• PROBLEMS:
#1 Rewrite the minimum-wage passage from the words "The last federal" through the words "and Domino’s Pizza.", substituting "operators" for "franchisees".
#2 Resume the passage on minimum-wage lobbying and write what comes after its last sentence.
— START SELECTED TEXT —
The last federal increase to the minimum wage was in 2009, to $7.25. When adjusted for inflation, the wage was worth $9.07 an hour in 1968, according to the Economic Policy Institute.
Fast-food chain franchisees, who own 89 percent of McDonald’s 14,100 domestic stores, spend money lobbying against minimum-wage increases at the state level. In 2006, restaurant chains and their franchisees, including McDonald’s, spent at least $960,000 to fight minimum-wage increases in Nevada, Colorado, Ohio, Arizona, Montana and Missouri, according to Followthemoney.org, a website operated by the National Institute on Money in State Politics. Other chains spending money to stem pay increases include Wendy’s, Bloomin’ Brands' Outback Steakhouse, Jack in the Box and Domino’s Pizza.
— END SELECTED TEXT —
— START DATA SHOWN —
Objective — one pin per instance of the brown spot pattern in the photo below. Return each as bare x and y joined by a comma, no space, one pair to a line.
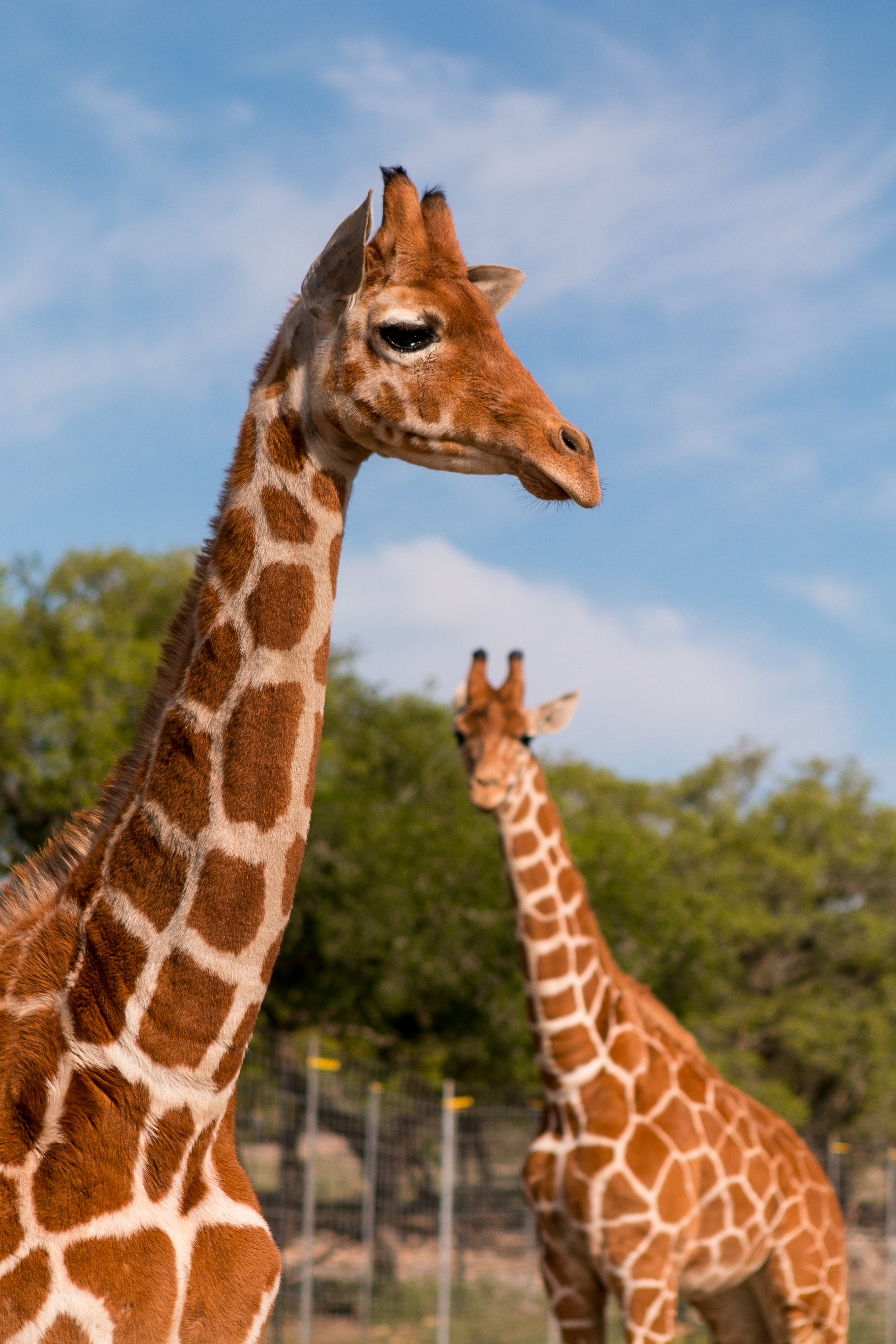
233,1057
232,1268
271,958
186,1014
244,464
50,956
322,661
229,905
65,1330
281,605
233,1179
89,1171
182,773
10,1226
30,1053
312,764
23,1292
135,1277
330,490
112,964
234,548
207,608
285,443
151,875
287,518
257,785
166,1149
214,667
195,1185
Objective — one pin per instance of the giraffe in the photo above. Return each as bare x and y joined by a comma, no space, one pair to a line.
135,951
652,1178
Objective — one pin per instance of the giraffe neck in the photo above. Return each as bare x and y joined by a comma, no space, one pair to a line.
571,980
194,881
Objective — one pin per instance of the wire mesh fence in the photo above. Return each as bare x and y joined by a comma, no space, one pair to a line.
400,1211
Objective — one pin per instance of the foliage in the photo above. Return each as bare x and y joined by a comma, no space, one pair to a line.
77,655
761,910
766,921
401,925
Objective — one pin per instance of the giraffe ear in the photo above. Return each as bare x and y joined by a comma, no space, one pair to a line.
554,714
499,284
339,272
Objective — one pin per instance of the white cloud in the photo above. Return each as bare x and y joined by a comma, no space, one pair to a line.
657,691
831,597
124,120
653,190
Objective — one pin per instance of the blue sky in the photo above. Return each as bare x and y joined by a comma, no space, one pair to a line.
704,201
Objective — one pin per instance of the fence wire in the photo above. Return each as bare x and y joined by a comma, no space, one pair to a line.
400,1211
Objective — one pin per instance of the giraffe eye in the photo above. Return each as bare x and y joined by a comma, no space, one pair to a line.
409,338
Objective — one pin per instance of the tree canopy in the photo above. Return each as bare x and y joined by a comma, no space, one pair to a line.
761,909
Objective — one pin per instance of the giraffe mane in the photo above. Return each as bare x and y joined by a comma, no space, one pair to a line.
35,882
659,1015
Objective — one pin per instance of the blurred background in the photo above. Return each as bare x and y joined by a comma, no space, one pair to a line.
703,201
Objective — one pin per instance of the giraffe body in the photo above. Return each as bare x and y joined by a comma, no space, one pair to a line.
136,949
652,1177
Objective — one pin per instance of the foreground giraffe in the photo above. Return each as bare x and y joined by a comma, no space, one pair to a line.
652,1178
138,947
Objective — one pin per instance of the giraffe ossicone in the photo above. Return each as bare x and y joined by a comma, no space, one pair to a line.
652,1178
136,948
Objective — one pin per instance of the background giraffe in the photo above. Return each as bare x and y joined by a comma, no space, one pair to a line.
651,1177
138,947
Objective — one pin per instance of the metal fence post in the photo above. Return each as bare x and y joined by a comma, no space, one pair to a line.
446,1199
307,1281
368,1207
835,1151
890,1250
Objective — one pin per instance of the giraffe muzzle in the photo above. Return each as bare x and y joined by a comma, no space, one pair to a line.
568,439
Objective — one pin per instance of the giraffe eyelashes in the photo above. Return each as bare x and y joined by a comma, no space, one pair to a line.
407,339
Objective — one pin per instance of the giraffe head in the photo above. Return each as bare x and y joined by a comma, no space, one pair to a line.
495,730
409,359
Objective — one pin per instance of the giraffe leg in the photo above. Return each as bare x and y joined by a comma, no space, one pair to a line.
649,1307
575,1294
735,1316
802,1301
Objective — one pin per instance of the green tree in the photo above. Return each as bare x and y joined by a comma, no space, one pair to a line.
402,926
762,910
763,913
77,655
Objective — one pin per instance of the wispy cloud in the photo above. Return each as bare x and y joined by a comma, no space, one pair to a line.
659,691
837,600
121,116
707,252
— END DATA SHOWN —
• ANSWERS TO THE PROBLEMS:
#1
The last federal increase to the minimum wage was in 2009, to $7.25. When adjusted for inflation, the wage was worth $9.07 an hour in 1968, according to the Economic Policy Institute.
Fast-food chain operators, who own 89 percent of McDonald’s 14,100 domestic stores, spend money lobbying against minimum-wage increases at the state level. In 2006, restaurant chains and their operators, including McDonald’s, spent at least $960,000 to fight minimum-wage increases in Nevada, Colorado, Ohio, Arizona, Montana and Missouri, according to Followthemoney.org, a website operated by the National Institute on Money in State Politics. Other chains spending money to stem pay increases include Wendy’s, Bloomin’ Brands' Outback Steakhouse, Jack in the Box and Domino’s Pizza.

#2
About 20 miles east of McDonald’s headquarters, Johnson recently made his way to work in downtown Chicago. He wore two pairs of pants and a sweater over his white-collared McDonald’s uniform shirt because it was below freezing. He used his seven-day pass to catch the train toward the Loop, worried because the $23 pass will cost him $28 next year with proposed transit price increases.
As the elevated train rattled over the Chicago River, Johnson’s head was down as he stared at his phone. He busily texted someone – a woman he’d met earlier this year while waiting for a bus.
He didn’t look up as the train passed in sight of Trump International Hotel and Tower. It’s the riverfront building where CEO Thompson spent about $3.3 million in September to buy two condos near the top.